• PROBLEM SET
A) Please reproduce the part of the oil refineries passage between "After the discovery" and "of their capacity.", inclusive.
B) Name every individual refinery that the oil refineries passage mentions by name.

• SELECTED TEXT
====
= List of oil refineries in India =

After the discovery of oil in the Assam state of India in late 1880s, the first oil refinery was set up at Digboi. Digboi Refinery was commissioned in 1901. Following is a list of oil refineries in India, per the Petroleum Planning and Analysis Cell of the Ministry of Petroleum and Natural Gas, Government of India, arranged in decreasing order of their capacity.

As a group, Indian Oil Corporation has the largest refining capacity, with nine refineries located across western, northern and north-eastern regions of India. The Jamnagar Refinery by Reliance Industries Limited is the largest refinery in the world and has the largest Nelson Complexity Index in India of 21.1. Various refineries are undergoing capacity expansions, and the Pachpadra Refinery got commissioned in 2026.
====
• INFORMATION PROVIDED
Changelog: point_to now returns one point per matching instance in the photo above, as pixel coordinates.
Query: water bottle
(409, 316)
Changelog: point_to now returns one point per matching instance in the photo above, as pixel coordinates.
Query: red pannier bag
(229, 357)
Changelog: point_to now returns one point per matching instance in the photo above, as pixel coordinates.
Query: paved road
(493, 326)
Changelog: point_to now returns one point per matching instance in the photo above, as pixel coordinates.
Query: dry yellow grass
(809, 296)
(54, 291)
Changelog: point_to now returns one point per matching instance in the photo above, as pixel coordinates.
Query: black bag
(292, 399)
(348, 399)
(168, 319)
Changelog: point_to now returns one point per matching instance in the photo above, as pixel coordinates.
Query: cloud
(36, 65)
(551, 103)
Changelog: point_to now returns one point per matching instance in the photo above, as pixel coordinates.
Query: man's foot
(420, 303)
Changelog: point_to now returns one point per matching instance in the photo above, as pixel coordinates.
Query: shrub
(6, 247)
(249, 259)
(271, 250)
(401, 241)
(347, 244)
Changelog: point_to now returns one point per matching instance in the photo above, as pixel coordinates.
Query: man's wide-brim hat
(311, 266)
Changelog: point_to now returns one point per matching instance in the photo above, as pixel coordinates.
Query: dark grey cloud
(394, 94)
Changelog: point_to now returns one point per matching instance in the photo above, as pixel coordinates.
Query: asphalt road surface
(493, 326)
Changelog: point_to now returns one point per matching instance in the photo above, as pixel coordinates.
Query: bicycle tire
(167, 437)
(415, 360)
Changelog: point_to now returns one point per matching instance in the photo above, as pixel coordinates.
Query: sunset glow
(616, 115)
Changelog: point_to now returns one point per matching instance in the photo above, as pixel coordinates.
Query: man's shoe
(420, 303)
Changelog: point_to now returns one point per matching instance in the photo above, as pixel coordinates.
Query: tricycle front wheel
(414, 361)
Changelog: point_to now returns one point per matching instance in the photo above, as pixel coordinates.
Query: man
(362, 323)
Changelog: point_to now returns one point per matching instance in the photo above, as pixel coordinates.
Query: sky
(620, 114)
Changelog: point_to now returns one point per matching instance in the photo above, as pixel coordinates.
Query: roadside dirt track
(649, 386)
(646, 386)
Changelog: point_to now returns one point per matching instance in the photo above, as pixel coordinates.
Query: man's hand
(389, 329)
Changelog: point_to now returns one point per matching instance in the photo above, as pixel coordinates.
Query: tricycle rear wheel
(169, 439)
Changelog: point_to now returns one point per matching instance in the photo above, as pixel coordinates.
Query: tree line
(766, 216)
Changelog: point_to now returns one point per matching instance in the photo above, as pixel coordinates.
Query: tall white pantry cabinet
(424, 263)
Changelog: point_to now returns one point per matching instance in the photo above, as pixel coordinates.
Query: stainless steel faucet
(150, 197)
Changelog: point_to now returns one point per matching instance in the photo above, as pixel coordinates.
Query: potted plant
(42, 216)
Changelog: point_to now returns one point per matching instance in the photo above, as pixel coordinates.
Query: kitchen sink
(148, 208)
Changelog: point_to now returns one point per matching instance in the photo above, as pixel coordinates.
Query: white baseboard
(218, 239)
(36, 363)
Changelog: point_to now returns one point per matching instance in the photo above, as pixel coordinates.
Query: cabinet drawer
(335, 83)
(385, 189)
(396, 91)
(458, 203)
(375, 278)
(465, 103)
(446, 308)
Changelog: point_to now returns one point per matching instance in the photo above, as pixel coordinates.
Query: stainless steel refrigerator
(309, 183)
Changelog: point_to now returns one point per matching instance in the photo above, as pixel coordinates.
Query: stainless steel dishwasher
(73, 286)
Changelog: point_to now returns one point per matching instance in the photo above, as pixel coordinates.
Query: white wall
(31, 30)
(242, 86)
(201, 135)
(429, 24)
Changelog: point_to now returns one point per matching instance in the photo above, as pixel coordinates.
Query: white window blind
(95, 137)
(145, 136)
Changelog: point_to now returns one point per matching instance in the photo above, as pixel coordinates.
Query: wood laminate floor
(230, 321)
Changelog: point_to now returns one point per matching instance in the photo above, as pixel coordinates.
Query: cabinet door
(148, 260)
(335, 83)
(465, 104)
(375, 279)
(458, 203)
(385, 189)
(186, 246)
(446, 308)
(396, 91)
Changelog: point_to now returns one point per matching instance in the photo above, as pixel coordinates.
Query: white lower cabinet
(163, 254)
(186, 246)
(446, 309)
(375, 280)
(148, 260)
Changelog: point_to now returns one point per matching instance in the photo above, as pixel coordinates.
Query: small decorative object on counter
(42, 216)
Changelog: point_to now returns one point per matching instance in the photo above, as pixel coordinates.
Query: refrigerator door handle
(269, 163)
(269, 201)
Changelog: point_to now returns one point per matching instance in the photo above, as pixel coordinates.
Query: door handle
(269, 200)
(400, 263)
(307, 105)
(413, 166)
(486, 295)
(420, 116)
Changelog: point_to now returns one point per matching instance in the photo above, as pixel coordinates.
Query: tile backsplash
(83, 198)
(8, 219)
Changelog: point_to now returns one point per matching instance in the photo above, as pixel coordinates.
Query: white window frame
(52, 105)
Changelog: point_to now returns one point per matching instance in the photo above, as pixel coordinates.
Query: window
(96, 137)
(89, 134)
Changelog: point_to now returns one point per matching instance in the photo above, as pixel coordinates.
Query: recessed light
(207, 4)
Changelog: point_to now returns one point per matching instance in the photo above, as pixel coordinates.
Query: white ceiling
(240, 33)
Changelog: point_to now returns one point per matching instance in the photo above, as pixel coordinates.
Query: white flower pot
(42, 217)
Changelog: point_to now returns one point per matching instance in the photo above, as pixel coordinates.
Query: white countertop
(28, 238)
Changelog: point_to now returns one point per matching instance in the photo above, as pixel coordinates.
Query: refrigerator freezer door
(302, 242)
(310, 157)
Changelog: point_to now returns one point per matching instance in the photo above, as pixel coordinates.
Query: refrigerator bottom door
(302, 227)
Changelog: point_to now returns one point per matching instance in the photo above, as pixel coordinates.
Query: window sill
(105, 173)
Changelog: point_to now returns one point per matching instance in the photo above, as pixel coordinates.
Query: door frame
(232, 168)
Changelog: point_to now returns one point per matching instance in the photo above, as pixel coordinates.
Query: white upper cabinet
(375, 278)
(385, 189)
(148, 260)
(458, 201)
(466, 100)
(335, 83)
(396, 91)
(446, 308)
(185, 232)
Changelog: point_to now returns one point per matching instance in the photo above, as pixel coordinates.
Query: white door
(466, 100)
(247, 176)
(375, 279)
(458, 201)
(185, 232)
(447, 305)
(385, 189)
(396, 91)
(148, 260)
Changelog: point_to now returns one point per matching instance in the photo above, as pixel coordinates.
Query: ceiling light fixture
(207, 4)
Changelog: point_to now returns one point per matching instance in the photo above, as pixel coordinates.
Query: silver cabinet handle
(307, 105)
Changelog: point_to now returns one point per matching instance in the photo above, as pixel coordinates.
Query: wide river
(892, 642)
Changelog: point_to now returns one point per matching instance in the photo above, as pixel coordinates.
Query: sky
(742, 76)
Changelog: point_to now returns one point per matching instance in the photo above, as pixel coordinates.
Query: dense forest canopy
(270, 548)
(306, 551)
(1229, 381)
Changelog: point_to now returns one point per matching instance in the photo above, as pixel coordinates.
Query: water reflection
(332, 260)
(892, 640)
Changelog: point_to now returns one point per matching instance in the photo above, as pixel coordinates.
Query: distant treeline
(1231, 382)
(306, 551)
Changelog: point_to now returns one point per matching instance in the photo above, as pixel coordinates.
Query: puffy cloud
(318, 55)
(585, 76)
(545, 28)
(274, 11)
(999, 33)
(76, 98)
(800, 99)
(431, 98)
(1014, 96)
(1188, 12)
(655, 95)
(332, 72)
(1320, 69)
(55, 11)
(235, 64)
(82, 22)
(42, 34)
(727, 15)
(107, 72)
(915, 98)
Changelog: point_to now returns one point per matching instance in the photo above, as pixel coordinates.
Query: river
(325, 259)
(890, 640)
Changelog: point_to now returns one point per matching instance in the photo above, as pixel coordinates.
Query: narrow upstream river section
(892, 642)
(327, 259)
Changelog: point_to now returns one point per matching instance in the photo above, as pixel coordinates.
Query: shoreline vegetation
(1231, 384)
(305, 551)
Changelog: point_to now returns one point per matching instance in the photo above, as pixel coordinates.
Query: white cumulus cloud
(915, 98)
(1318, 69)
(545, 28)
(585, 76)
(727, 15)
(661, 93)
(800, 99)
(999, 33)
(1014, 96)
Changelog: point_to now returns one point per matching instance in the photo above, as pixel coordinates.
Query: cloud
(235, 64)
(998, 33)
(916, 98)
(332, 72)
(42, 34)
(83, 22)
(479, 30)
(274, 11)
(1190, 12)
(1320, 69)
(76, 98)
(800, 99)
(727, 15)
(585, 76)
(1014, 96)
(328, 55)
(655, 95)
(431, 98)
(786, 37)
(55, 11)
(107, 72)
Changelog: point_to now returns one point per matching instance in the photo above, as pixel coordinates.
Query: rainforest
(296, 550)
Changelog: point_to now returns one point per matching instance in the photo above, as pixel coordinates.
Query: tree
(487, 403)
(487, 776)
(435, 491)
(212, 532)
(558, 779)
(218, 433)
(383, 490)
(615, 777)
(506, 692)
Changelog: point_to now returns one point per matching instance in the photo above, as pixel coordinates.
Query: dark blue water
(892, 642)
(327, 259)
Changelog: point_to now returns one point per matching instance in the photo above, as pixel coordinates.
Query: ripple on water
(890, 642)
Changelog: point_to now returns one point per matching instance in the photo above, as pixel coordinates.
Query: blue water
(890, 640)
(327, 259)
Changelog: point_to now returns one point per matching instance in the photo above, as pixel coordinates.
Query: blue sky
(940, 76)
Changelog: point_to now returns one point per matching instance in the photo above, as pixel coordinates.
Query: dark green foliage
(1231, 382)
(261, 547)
====
• LIST OF SOLUTIONS
A)
After the discovery of oil in the Assam state of India in late 1880s, the first oil refinery was set up at Digboi. Digboi Refinery was commissioned in 1901. Following is a list of oil refineries in India, per the Petroleum Planning and Analysis Cell of the Ministry of Petroleum and Natural Gas, Government of India, arranged in decreasing order of their capacity.

B) Digboi Refinery, Jamnagar Refinery, Pachpadra Refinery